What does the future hold for customer media? CPL One’s Sarah Simpson, looks ahead.

By Sarah Simpson

Opportunities & Threats: Customer Media
Sarah Simpson.

A decade or so ago, agencies in our sector tended to refer to themselves as ‘customer magazine specialists’. Now we are more likely to use terms like ‘content marketing’ or ‘customer media’ to describe our offering.

We have evolved to offer a multi-platform, multi-channel service – an approach that in many cases has been essential to reflect changing audience expectations. In other cases, we were the ones urging customers to adopt a more rounded, 360-degree approach to their communications.

In the past, innovative suggestions by agencies sometimes fell on deaf ears. However, during 2023, we saw many clients, perhaps driven by the desire to reduce costs following the pandemic, adopt a more creative attitude to different ways of doing things. They have become braver and bolder with their content, requiring agencies to be creative with how that content is distributed and how income is generated from it.

I believe print will remain a premium product, although on a like-for-like basis, CPL One now prints fewer magazine editions a year compared with 2020. However, the amount of content we produce is higher, because of the continuing growth in digital output.

Despite benefiting from the cost savings from the move to digital, clients still expect commercial revenue to be unaffected. The successful agency must be nimble to achieve this.

CPL One has grasped the opportunity to truly consolidate our position as a customer media specialist, as opposed to a customer publishing agency. Our heritage centres on combining great journalism and great design with strong income generation – and it will continue to do so.

Now, however, we need to apply the same level of expertise and resource to content distribution. Content creation, content distribution and income generation must be of equal importance, and the agencies that pivot effectively to support this approach will be the ones that thrive.

Creating great content is all very well, but if it’s not distributed with a well thought-through campaign, it will not get the visibility it deserves. There are so many strands to effective distribution (including audience research; appropriate channels; performance assessment; data tracking; and conversions) that it requires specialist attention.

This change should not be underestimated. A decade ago, an agency’s distribution responsibility often ended when the magazines were delivered to the mailing fulfilment house. Nowadays, agencies work with clients to create channels that deliver the content directly to the end user.

Building an effective content distribution strategy is crucial for long-term success. That’s why almost a quarter of CPL One’s employees are dedicated to implementing distribution strategies.

For our sector to excel, content creators, marketers and strong commercial teams must work together. Regard it as a symbiotic relationship. There is the opportunity for 2024 and beyond.

**EXCERPTED RECORDS**
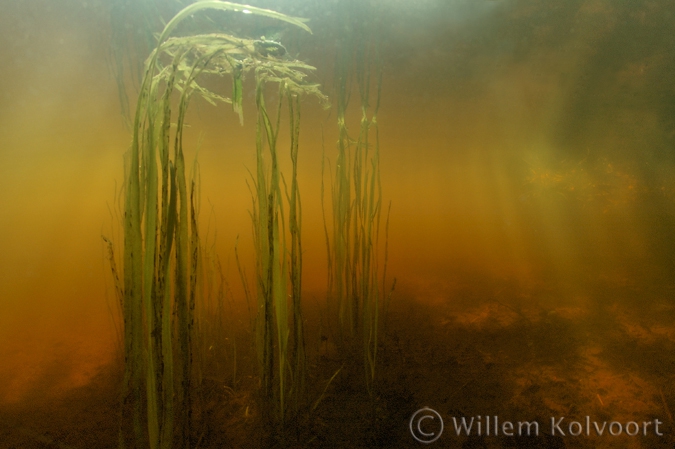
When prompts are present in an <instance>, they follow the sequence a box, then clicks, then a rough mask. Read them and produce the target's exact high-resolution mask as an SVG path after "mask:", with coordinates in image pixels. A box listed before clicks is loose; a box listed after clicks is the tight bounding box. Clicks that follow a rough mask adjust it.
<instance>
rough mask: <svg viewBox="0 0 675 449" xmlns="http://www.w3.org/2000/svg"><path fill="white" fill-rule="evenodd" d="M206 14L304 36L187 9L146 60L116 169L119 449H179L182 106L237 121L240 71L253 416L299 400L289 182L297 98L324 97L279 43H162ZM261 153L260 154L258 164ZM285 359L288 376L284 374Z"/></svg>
mask: <svg viewBox="0 0 675 449" xmlns="http://www.w3.org/2000/svg"><path fill="white" fill-rule="evenodd" d="M207 9H211V10H214V9H215V10H226V11H235V12H242V11H244V10H245V12H247V13H251V14H255V15H260V16H265V17H268V18H272V19H276V20H281V21H284V22H287V23H290V24H292V25H294V26H296V27H299V28H301V29H304V30H306V31H309V28H308V27H307V26H306V25H305V24H304V23H303V22H302V21H301V20H299V19H295V18H292V17H288V16H285V15H282V14H279V13H276V12H274V11H269V10H264V9H259V8H254V7H250V6H245V7H244V6H242V5H237V4H232V3H227V2H220V1H203V2H197V3H194V4H192V5H190V6H188V7H186V8H185V9H183V10H182V11H181V12H179V13H178V14H177V15H176V16H175V17H174V18H173V19H172V20H170V21H169V22H168V23H167V25H166V26H165V27H164V30H163V32H162V33H161V35H160V36H159V39H158V43H157V47H156V49H155V50H154V51H153V52H152V54H151V55H150V58H149V59H148V62H147V65H146V71H145V75H144V77H143V82H142V85H141V89H140V95H139V99H138V104H137V107H136V114H135V117H134V123H133V140H132V145H131V149H130V151H129V154H128V156H127V159H126V169H125V205H124V256H123V264H122V265H123V273H124V274H123V276H124V280H123V316H124V354H125V373H124V386H123V388H124V390H123V416H124V417H125V419H124V422H123V423H122V427H121V431H120V441H119V443H120V446H121V447H126V446H129V445H131V446H132V447H150V448H160V447H161V448H168V447H172V445H173V444H174V443H175V444H177V445H178V447H188V446H189V440H190V437H191V413H192V405H193V404H192V391H193V389H194V385H193V378H192V364H193V359H194V350H193V347H194V327H195V323H194V320H195V307H196V306H197V304H198V303H200V302H202V301H203V299H202V298H200V297H199V295H200V294H201V293H202V292H201V291H200V289H199V288H198V276H199V273H200V267H199V265H200V260H201V256H200V251H201V245H200V236H199V228H198V220H197V215H198V196H199V192H198V183H197V176H196V171H195V172H194V174H193V176H192V177H191V179H189V178H188V177H187V175H186V167H185V161H184V152H183V132H184V127H185V119H186V113H187V109H188V104H189V101H190V99H191V98H192V96H193V95H194V94H197V95H198V96H201V97H202V98H204V99H205V100H206V101H208V102H211V103H213V104H216V103H218V102H224V103H230V104H231V105H232V107H233V109H234V111H235V112H236V113H238V114H239V117H240V120H243V115H242V99H243V95H242V90H243V79H244V77H245V75H247V74H249V73H253V75H254V77H255V83H256V106H257V110H258V124H257V140H256V149H257V157H258V166H257V172H256V178H255V181H254V182H255V186H256V188H255V192H254V201H255V203H256V205H257V209H256V211H255V212H254V213H253V218H254V222H255V225H256V226H255V229H256V235H255V237H256V249H257V259H258V262H257V266H258V272H257V273H258V276H257V281H258V296H259V309H258V314H259V317H258V325H257V326H258V334H259V336H260V338H259V352H260V354H261V360H260V362H261V366H260V372H261V383H262V395H261V400H263V401H265V402H266V403H265V404H263V405H262V408H263V409H264V410H275V412H274V415H273V416H270V417H269V420H270V421H275V422H277V423H283V419H284V413H285V410H286V403H287V401H288V396H289V395H291V396H292V397H293V398H294V399H295V400H296V401H297V400H298V399H299V397H300V394H301V388H302V382H303V378H304V347H303V330H302V318H301V312H300V280H301V279H300V276H301V244H300V218H299V216H300V199H299V192H298V185H297V155H298V140H297V139H298V132H299V119H300V115H299V114H300V112H299V111H300V100H299V97H300V96H301V95H303V94H313V95H317V96H319V97H321V98H323V96H322V94H321V93H320V91H319V90H318V86H316V85H313V84H309V83H306V82H305V80H304V78H305V76H306V74H307V72H309V71H311V70H312V69H313V68H312V67H311V66H308V65H306V64H303V63H302V62H300V61H295V60H292V59H291V58H289V57H288V55H286V53H285V49H284V47H283V46H281V44H279V43H276V42H272V41H264V40H250V39H243V38H238V37H235V36H233V35H229V34H223V33H210V34H188V35H185V36H177V37H172V36H171V35H172V32H173V31H174V30H175V29H176V28H177V27H178V25H179V24H180V23H181V21H183V20H184V19H185V18H186V17H189V16H191V15H192V14H194V13H196V12H198V11H201V10H207ZM209 74H210V75H215V76H220V77H222V76H229V77H230V78H231V83H232V84H231V85H232V88H231V95H230V96H229V97H226V96H223V95H221V94H219V93H216V92H214V91H212V90H210V89H208V88H207V87H205V86H204V85H203V84H201V83H199V79H200V77H203V76H204V75H209ZM269 84H276V85H277V86H278V90H279V94H280V95H279V98H280V100H279V104H278V107H277V116H276V123H273V121H272V119H271V118H270V114H269V113H268V111H267V107H266V104H265V101H264V99H265V88H266V86H267V85H269ZM283 99H285V100H286V101H287V102H288V107H289V120H290V129H291V136H292V137H291V160H292V163H293V173H292V175H291V185H290V189H288V188H286V189H284V192H285V193H286V199H287V201H288V204H289V207H288V222H286V214H285V213H284V206H283V200H284V196H283V195H282V188H281V183H282V181H283V178H282V176H281V173H280V171H279V168H278V163H277V158H278V155H277V136H278V131H279V127H280V124H279V122H280V117H281V115H280V109H281V102H282V100H283ZM265 147H267V148H268V149H269V155H268V158H267V159H268V160H267V159H266V157H265V155H264V148H265ZM284 185H285V183H284ZM287 227H288V232H289V235H290V244H288V245H287V244H286V229H287ZM288 253H290V256H289V255H288ZM111 259H112V258H111ZM113 260H114V259H113ZM289 293H290V296H291V298H292V301H291V303H292V305H291V307H292V308H291V315H290V316H289V313H288V307H289V306H288V303H287V295H288V294H289ZM275 327H276V338H275V332H274V328H275ZM289 329H292V334H291V335H289ZM289 342H290V344H291V346H290V347H291V348H292V349H291V350H290V351H289ZM275 348H276V354H275V353H274V350H275ZM291 361H292V363H293V368H292V376H290V378H289V376H287V374H286V370H287V367H288V366H290V363H291ZM275 367H276V370H277V373H276V374H275V373H274V370H275ZM290 379H292V380H293V382H291V380H290ZM273 391H274V393H273ZM275 404H276V405H275ZM127 417H128V418H127Z"/></svg>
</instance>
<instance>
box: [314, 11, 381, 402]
mask: <svg viewBox="0 0 675 449" xmlns="http://www.w3.org/2000/svg"><path fill="white" fill-rule="evenodd" d="M374 17H375V12H374V11H373V9H372V6H371V5H370V4H369V2H361V3H358V2H353V1H351V2H350V1H347V2H345V3H344V4H343V8H342V9H341V15H340V21H341V23H344V24H345V27H344V28H345V29H348V30H350V33H348V34H346V35H341V36H340V39H339V40H338V47H337V57H336V63H335V96H336V102H337V124H338V142H337V158H336V161H335V168H334V173H333V175H332V179H331V182H332V185H331V192H330V193H331V206H332V208H331V224H332V235H330V233H329V231H328V227H327V226H326V245H327V252H328V271H329V273H328V301H329V304H328V307H329V308H331V309H332V310H333V311H334V312H335V313H336V315H337V322H338V329H339V340H340V343H341V346H342V348H343V350H344V351H345V352H346V353H347V354H351V352H352V351H353V350H357V351H359V352H361V353H362V360H363V366H364V369H365V382H366V387H367V389H368V391H369V392H371V393H372V386H373V382H374V380H375V371H376V365H377V351H378V344H379V338H380V337H379V336H380V319H381V318H380V315H381V311H382V309H383V306H384V302H385V298H384V296H383V294H382V293H383V291H384V288H385V284H386V263H387V259H386V257H387V249H386V248H385V257H384V267H383V270H382V274H380V271H379V263H380V256H379V249H378V248H379V234H380V217H381V203H382V187H381V181H380V165H379V164H380V141H379V130H378V126H377V113H378V110H379V106H380V94H381V84H382V70H381V64H380V60H379V49H378V43H377V32H376V31H377V30H376V29H375V28H374V27H375V25H374ZM373 88H374V92H373ZM353 89H356V90H357V91H358V97H357V98H358V100H359V102H360V104H359V105H358V106H359V111H360V113H361V116H360V120H359V126H358V131H357V135H356V136H355V137H353V136H351V135H350V130H349V127H348V122H350V117H349V116H348V114H349V111H350V107H349V101H350V98H351V94H352V90H353ZM324 188H325V187H324V186H323V184H322V191H323V190H324ZM322 201H323V195H322ZM322 208H323V210H324V220H326V218H325V217H326V215H325V205H324V204H322ZM387 228H388V217H387ZM386 245H387V242H385V246H386ZM380 276H381V278H380ZM359 341H360V343H358V342H359ZM359 346H360V348H359ZM357 348H358V349H357Z"/></svg>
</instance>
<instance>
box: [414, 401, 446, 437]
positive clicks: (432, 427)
mask: <svg viewBox="0 0 675 449" xmlns="http://www.w3.org/2000/svg"><path fill="white" fill-rule="evenodd" d="M432 429H438V432H435V431H432ZM410 433H411V434H412V436H413V438H414V439H416V440H417V441H419V442H420V443H423V444H431V443H433V442H434V441H436V440H437V439H439V438H440V437H441V434H442V433H443V418H441V415H439V414H438V412H437V411H436V410H433V409H430V408H429V407H424V408H421V409H419V410H417V411H416V412H415V413H413V415H412V416H411V417H410Z"/></svg>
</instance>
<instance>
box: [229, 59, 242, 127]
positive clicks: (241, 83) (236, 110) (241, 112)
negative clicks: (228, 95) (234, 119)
mask: <svg viewBox="0 0 675 449" xmlns="http://www.w3.org/2000/svg"><path fill="white" fill-rule="evenodd" d="M243 89H244V88H243V83H242V80H241V71H240V70H234V71H233V72H232V109H233V110H234V112H236V113H237V114H239V123H240V124H241V125H243V124H244V109H243V107H242V100H243V97H244V95H243Z"/></svg>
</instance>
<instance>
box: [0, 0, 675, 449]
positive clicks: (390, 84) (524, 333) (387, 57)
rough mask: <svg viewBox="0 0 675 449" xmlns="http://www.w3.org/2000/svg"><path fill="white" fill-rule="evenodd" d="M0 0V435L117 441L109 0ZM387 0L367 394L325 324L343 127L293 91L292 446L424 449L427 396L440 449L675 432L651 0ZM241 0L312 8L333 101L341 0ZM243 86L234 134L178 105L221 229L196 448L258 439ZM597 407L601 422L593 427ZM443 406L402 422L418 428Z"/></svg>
mask: <svg viewBox="0 0 675 449" xmlns="http://www.w3.org/2000/svg"><path fill="white" fill-rule="evenodd" d="M6 3H7V4H6V5H4V6H3V11H4V12H3V13H2V15H0V57H1V58H2V61H3V63H2V64H0V138H1V139H2V140H1V142H0V204H1V205H2V213H0V248H1V249H2V250H1V255H0V358H1V360H2V363H1V364H0V447H3V448H57V447H58V448H93V447H95V448H107V447H110V448H112V447H118V442H117V432H118V423H119V411H120V408H119V405H118V401H119V391H120V384H121V373H122V363H121V360H122V355H121V350H120V315H119V310H118V308H117V305H116V302H115V297H114V292H113V290H112V285H111V280H110V275H109V267H108V265H107V262H106V253H105V247H104V244H103V241H102V240H101V235H102V234H103V235H105V236H107V237H111V238H114V239H117V241H119V240H121V235H120V229H119V226H117V224H116V223H117V222H118V220H119V212H117V211H118V210H119V205H118V202H119V200H118V197H117V195H118V193H117V192H118V191H119V187H120V185H121V184H122V180H123V154H124V152H125V151H126V149H127V148H128V146H129V142H130V139H131V137H130V134H129V131H128V130H127V129H126V128H125V125H124V121H123V119H122V117H121V115H120V113H119V102H118V93H117V86H116V83H115V79H114V77H113V76H112V74H111V71H110V67H109V63H110V59H109V57H108V45H109V38H110V25H109V23H110V22H109V11H108V9H107V6H106V5H105V4H104V2H98V1H94V2H82V1H74V0H72V1H71V0H64V1H59V2H51V1H37V2H27V1H16V2H6ZM380 3H381V5H380V7H381V10H380V11H381V16H378V17H379V18H380V19H382V22H381V24H380V25H381V33H382V37H383V42H384V44H383V50H382V57H383V67H384V75H383V83H382V99H381V108H380V112H379V115H378V124H379V127H380V139H381V141H380V146H381V167H380V168H381V177H382V188H383V195H384V200H385V202H386V203H387V204H388V203H389V201H391V204H392V206H391V216H390V227H389V240H388V265H387V273H388V279H389V280H388V284H387V285H390V284H391V281H392V280H393V278H394V277H395V278H396V280H397V281H396V288H395V290H394V292H393V294H392V296H391V300H390V303H389V307H388V310H387V314H386V316H385V318H384V319H383V321H384V324H383V327H382V328H381V329H382V336H381V343H380V346H379V359H378V364H377V373H378V374H377V377H376V379H377V380H376V386H375V391H374V393H373V394H372V395H369V394H368V393H367V392H366V390H365V387H364V385H363V382H362V377H363V373H362V371H360V370H361V369H362V368H358V366H350V364H349V363H345V356H344V354H343V353H341V352H340V351H339V350H338V348H339V344H338V343H337V341H336V335H335V330H334V329H331V328H330V326H329V325H328V324H327V321H326V319H325V314H326V310H327V306H326V304H325V290H326V276H327V275H326V255H325V243H324V228H323V226H324V225H323V220H322V213H321V202H320V201H321V196H320V186H321V164H322V147H325V153H326V156H327V157H328V159H329V160H334V158H335V145H334V142H335V141H336V139H337V128H336V124H335V121H336V119H335V110H334V108H333V109H331V110H324V109H322V108H321V107H320V105H318V104H316V102H315V101H313V100H308V101H307V102H306V103H304V104H303V116H302V129H301V143H300V153H301V154H300V166H299V170H300V175H299V176H300V179H299V181H300V185H301V187H300V188H301V193H302V199H303V214H304V215H303V220H304V221H303V239H304V240H303V249H304V251H305V253H304V262H305V263H304V267H305V269H304V273H303V288H304V291H305V295H304V298H305V305H306V312H305V313H306V315H305V317H306V321H307V336H306V337H307V345H308V366H309V373H308V376H309V377H308V383H309V385H310V387H309V389H310V395H314V396H313V398H314V400H313V404H315V405H316V407H313V410H312V412H311V413H309V414H308V415H307V416H306V417H303V418H302V419H301V420H299V422H298V423H295V424H296V425H297V426H296V429H297V430H296V431H295V432H294V436H293V438H290V437H289V439H288V440H287V441H286V442H285V443H284V444H286V445H287V446H291V447H364V448H365V447H419V446H421V445H422V444H421V443H419V442H418V441H416V440H415V439H414V437H413V435H411V431H410V425H411V422H410V419H411V416H412V415H413V414H414V413H415V412H416V411H417V410H419V409H422V408H423V407H429V408H431V409H434V410H436V411H437V412H438V413H439V416H440V417H442V419H443V421H444V424H445V428H444V431H443V433H442V434H441V435H440V438H439V439H438V440H437V441H436V442H435V443H433V444H431V446H438V447H457V448H460V447H461V448H499V447H542V448H544V447H546V448H565V447H570V448H573V447H579V448H601V447H602V448H604V447H617V448H618V447H621V448H627V447H630V448H652V447H672V446H673V444H675V433H674V432H675V426H673V414H672V413H673V408H675V378H674V377H673V372H675V351H674V349H675V348H674V346H675V298H674V294H675V281H674V280H675V277H674V275H675V259H674V258H673V254H675V207H674V205H675V158H674V157H673V151H672V149H673V148H675V121H674V120H673V107H672V105H673V104H675V92H674V91H673V88H672V85H673V83H672V79H673V74H674V73H675V63H674V62H673V61H674V60H673V58H672V56H673V53H674V52H675V38H674V37H673V36H675V33H673V30H675V9H674V8H673V6H672V5H671V4H670V3H669V2H668V1H665V0H657V1H646V0H644V1H643V0H639V1H634V2H611V1H602V0H580V1H575V2H556V1H553V0H550V1H549V0H539V1H535V0H497V1H488V0H485V1H480V2H474V1H462V0H455V1H440V0H438V1H435V0H425V1H421V2H408V3H406V2H402V1H391V2H387V1H382V2H380ZM255 4H256V5H259V6H262V7H267V8H272V9H277V10H280V11H284V12H287V13H289V14H294V15H299V16H307V17H309V18H310V19H311V21H310V22H309V23H310V26H312V27H313V29H314V31H315V34H314V36H313V37H308V38H307V40H306V41H303V42H302V43H301V44H297V45H298V48H299V49H300V50H298V51H299V56H298V57H299V58H300V59H302V60H307V61H308V62H309V63H311V64H313V65H316V66H317V73H316V80H317V81H318V82H320V83H322V85H324V86H325V89H324V90H325V91H326V93H328V94H332V90H331V89H332V87H331V85H332V84H331V83H332V77H333V67H332V61H333V59H332V50H326V51H324V47H323V46H324V45H325V46H327V47H328V48H332V47H330V45H332V44H331V42H333V41H334V39H335V34H334V33H336V30H335V27H334V26H333V25H334V23H335V22H334V19H333V15H332V14H333V13H332V11H334V9H335V8H336V7H337V6H336V5H337V2H326V3H325V4H323V3H321V4H319V3H316V2H311V1H309V0H307V1H302V0H297V1H296V2H293V3H289V4H287V5H277V4H270V2H256V3H255ZM331 33H333V34H331ZM338 34H339V33H338ZM312 39H314V40H312ZM331 39H333V41H331ZM130 91H133V87H130ZM131 96H132V97H133V95H131ZM246 102H248V110H247V112H246V113H245V125H244V126H243V127H240V126H239V124H238V120H237V118H236V116H235V115H234V114H233V113H232V112H231V110H230V109H229V108H227V107H219V108H214V107H212V106H210V105H208V104H206V103H205V102H199V101H195V102H194V104H193V105H192V106H191V112H190V115H189V121H190V128H189V130H188V131H187V134H188V135H187V141H188V143H189V145H187V146H189V148H190V149H189V150H188V152H189V154H188V159H189V160H192V159H193V158H194V157H195V154H196V150H195V149H196V148H197V143H198V142H199V141H200V139H202V143H201V147H200V149H199V162H200V166H201V178H202V185H201V195H202V214H201V220H202V228H203V230H204V235H206V234H207V233H210V234H209V235H211V237H213V235H214V232H217V239H216V240H215V244H214V245H215V250H214V251H215V252H216V253H217V254H218V256H219V257H220V259H221V262H222V270H223V275H224V276H225V279H227V282H228V285H229V286H230V288H231V298H232V304H231V306H228V307H231V309H229V314H228V316H227V319H226V321H225V322H224V324H223V325H224V328H225V329H226V334H227V335H228V338H229V340H227V341H228V343H227V345H225V346H223V347H222V348H218V351H220V352H219V355H218V356H214V358H213V360H212V361H210V362H208V363H210V365H208V366H209V369H208V370H207V371H205V372H204V375H203V379H202V389H201V390H200V397H199V401H200V402H199V404H200V405H199V407H197V408H196V409H195V416H194V418H195V426H194V429H193V433H194V435H192V440H193V446H192V447H199V448H207V447H212V448H221V447H223V448H224V447H258V446H260V445H263V443H261V442H260V441H261V440H260V438H259V436H258V435H259V434H260V431H261V430H260V426H261V424H260V419H259V418H260V410H258V408H257V407H258V406H257V405H256V404H257V402H256V400H255V394H256V393H255V392H256V388H257V387H256V385H257V384H256V382H257V377H256V376H257V374H256V370H255V366H254V365H255V364H254V359H255V355H254V353H253V350H252V349H250V348H251V347H252V336H251V326H250V312H249V311H248V308H247V305H246V304H245V301H244V299H243V292H242V288H241V286H240V282H239V274H238V272H237V267H236V263H235V259H234V246H235V242H236V241H237V236H239V252H240V257H241V259H242V263H243V265H244V266H248V267H249V270H252V268H250V267H251V266H252V264H253V248H252V244H251V237H250V232H251V225H250V218H249V215H248V209H250V207H251V206H250V201H251V200H250V195H249V191H248V189H247V187H246V182H247V180H248V179H249V175H248V172H247V168H252V167H254V166H255V155H254V153H253V148H254V132H255V130H254V120H255V116H254V112H253V107H251V105H252V103H253V98H252V96H250V95H249V96H248V97H247V98H246V99H245V108H246V107H247V103H246ZM322 136H323V139H322ZM233 341H234V342H236V344H232V342H233ZM228 345H229V346H228ZM202 349H204V348H202ZM205 350H207V351H210V350H211V348H206V349H205ZM233 354H236V361H237V364H236V368H235V367H234V365H233V362H234V357H233ZM208 357H210V355H209V354H208V353H207V354H206V355H204V358H205V359H208ZM347 358H348V359H349V357H347ZM353 358H356V356H355V357H353ZM209 360H211V359H209ZM336 373H337V375H335V374H336ZM334 375H335V376H334ZM487 417H490V420H491V421H490V423H491V424H490V423H489V422H488V418H487ZM495 417H496V418H495ZM587 417H588V422H589V424H588V428H587V427H586V426H587V424H586V419H587ZM462 418H464V419H466V420H470V419H471V418H473V419H474V421H473V422H474V424H473V425H474V426H475V427H473V428H472V429H473V430H472V431H471V432H461V431H460V432H458V430H457V428H456V425H457V423H458V422H461V419H462ZM560 418H564V420H563V421H559V420H560ZM495 419H498V421H499V422H500V423H501V424H499V425H498V426H497V428H496V430H497V432H496V433H498V435H495V427H494V424H495ZM552 419H553V420H554V422H557V423H560V427H559V428H558V427H555V428H553V427H552V422H551V420H552ZM479 422H480V423H481V430H480V435H479V431H478V423H479ZM504 422H511V423H514V425H515V426H516V429H517V426H518V423H521V422H530V423H531V422H537V423H538V424H539V434H538V436H530V437H527V436H524V435H523V436H518V435H517V432H516V433H515V434H514V435H509V425H508V424H507V425H506V427H504ZM594 422H597V426H602V423H606V428H605V430H603V432H602V435H599V433H600V431H599V430H597V428H596V427H593V426H594ZM437 423H438V421H437V418H434V420H427V421H425V422H424V423H423V424H420V426H421V427H420V428H419V429H420V430H421V431H424V432H426V433H427V434H428V435H430V432H438V430H439V429H438V428H436V427H434V425H435V424H437ZM570 423H573V424H570ZM576 423H579V424H578V427H577V424H576ZM633 423H634V424H633ZM644 423H649V424H644ZM657 424H658V427H657ZM488 429H489V430H488ZM636 429H637V431H636ZM460 430H461V429H460ZM577 430H580V432H577ZM488 432H490V433H489V434H488ZM458 433H459V434H458ZM467 433H470V435H467ZM575 433H580V435H575ZM618 433H620V435H619V434H618ZM614 434H617V435H614ZM434 435H437V434H434ZM417 436H418V437H420V436H421V437H425V435H424V434H419V433H418V434H417ZM265 444H266V443H265ZM279 445H281V443H279Z"/></svg>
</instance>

**EXERCISE DIRECTIONS**
State what share of CPL One's employees the customer media article says are dedicated to implementing distribution strategies.

**TASK RESULT**
Almost a quarter.